» What needs to be done: In the forum thread about silencers, write out word for word the passage that starts at "Still need to" and stops after "around on me.".

» Passage given:
# Firearms "accessories"?



## GTS225 (Mar 22, 2019)

Hey, has anybody gotten themselves some legal "accessories" for their weapons?

I ask because I've put myself on the "grid" for sure, now. Had a sports show this past weekend, and sprung for a Dakota Silencer for my rimfire rifles. Yeah, it's expensive, but totally legal. $535 for the silencer, $200 for the federal tax stamp, and another $60 for the state stamp.
I opted for an ownership trust, rather than personal ownership, as I can add people I trust to it, and they share ownership of the silencer. In that way, it can be passed to my heirs rather than be confiscated and destroyed upon my death.

Still need to have the barrel threaded, and the official paperwork hasn't come back, but I see no problems with it.

Hopefully, the political climate won't take a sharp downturn and change everything around on me.

Roger


----------



## lovedr79 (Mar 22, 2019)

My best friend has 3. He did the trust as well. Pretty neat shooting a .22 that is quieter than my pellet gun.


----------



## GTS225 (Mar 23, 2019)

lovedr79 said:


> My best friend has 3. He did the trust as well. Pretty neat shooting a .22 that is quieter than my pellet gun.


*********************************************************************************************
Yep.....subsonic round out of a bolt gun, to avoid the supersonic crack of the bullet passing through the air, and you won't disturb any other squirrels when you take a shot.
Won't do as well on my .17, as I don't think anybody loads a subsonic round for it.

Roger


----------



## onthewater102 (Mar 23, 2019)

Noisiest parts are the firing pin hitting the back of the casing and the round hitting the backstop.

Too late now if you've ordered it, but if you're shooting rimfire I hope it's one you can take apart and clean. I know the Thompson Machine ISIS-2 is multi-caliber compatible and you can unscrew the end caps to remove the baffles to clean them after using it with dirtier rimfires. It's nice, a 9mm suppressor has the same threading as you would find on a .22 and works just as well on the .22 as it does on the 9mm...giving you multiple options for the same unit.

Unfortunately - CT decided that even little .22lr semi-auto pistols with threaded barrels are evil assault weapons of death and banned them, so now I have to carry a library of paperwork with me anywhere I want to shoot.


----------



## GTS225 (Mar 23, 2019)

onthewater102 said:


> Too late now if you've ordered it, but if you're shooting rimfire I hope it's one you can take apart and clean.


*******************************************************************************************

It is. They had another for rimfires, and it was lower priced, but both end caps don't unscrew. The one I sprang for will completely disassemble for cleaning.

Roger


----------



## onthewater102 (Mar 23, 2019)

Don't be alarmed if that tax stamp takes the better part of a year to come through. I think mine took about that long give or take.


----------



## GTS225 (Mar 24, 2019)

Interesting how the government takes so long to get something done, but when you're supposed to do it, it's demanded right now.

Roger


----------

» Data:

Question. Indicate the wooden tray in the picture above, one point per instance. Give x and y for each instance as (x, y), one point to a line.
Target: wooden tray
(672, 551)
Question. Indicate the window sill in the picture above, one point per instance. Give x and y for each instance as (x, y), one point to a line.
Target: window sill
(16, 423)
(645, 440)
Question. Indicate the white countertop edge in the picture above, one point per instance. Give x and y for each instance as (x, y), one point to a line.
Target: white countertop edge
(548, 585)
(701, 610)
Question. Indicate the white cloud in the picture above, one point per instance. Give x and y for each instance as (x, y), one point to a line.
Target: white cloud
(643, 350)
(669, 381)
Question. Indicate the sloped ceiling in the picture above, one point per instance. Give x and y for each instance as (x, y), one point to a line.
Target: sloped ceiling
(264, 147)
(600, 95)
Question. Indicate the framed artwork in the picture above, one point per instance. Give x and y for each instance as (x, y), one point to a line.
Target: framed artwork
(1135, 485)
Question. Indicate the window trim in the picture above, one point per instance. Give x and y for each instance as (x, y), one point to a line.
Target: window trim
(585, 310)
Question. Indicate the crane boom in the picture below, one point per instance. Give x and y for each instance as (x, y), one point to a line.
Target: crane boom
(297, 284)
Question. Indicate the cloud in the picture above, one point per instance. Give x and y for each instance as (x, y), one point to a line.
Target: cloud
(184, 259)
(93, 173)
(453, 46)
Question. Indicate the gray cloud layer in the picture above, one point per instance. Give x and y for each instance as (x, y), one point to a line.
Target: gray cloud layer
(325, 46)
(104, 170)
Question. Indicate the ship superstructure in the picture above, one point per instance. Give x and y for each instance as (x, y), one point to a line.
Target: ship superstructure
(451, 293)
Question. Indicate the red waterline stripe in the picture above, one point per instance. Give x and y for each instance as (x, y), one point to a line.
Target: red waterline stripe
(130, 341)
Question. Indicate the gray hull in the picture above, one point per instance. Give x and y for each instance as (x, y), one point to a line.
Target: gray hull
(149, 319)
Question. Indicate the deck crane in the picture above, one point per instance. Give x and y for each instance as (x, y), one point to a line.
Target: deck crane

» Solution for this problem:
Still need to have the barrel threaded, and the official paperwork hasn't come back, but I see no problems with it.

Hopefully, the political climate won't take a sharp downturn and change everything around on me.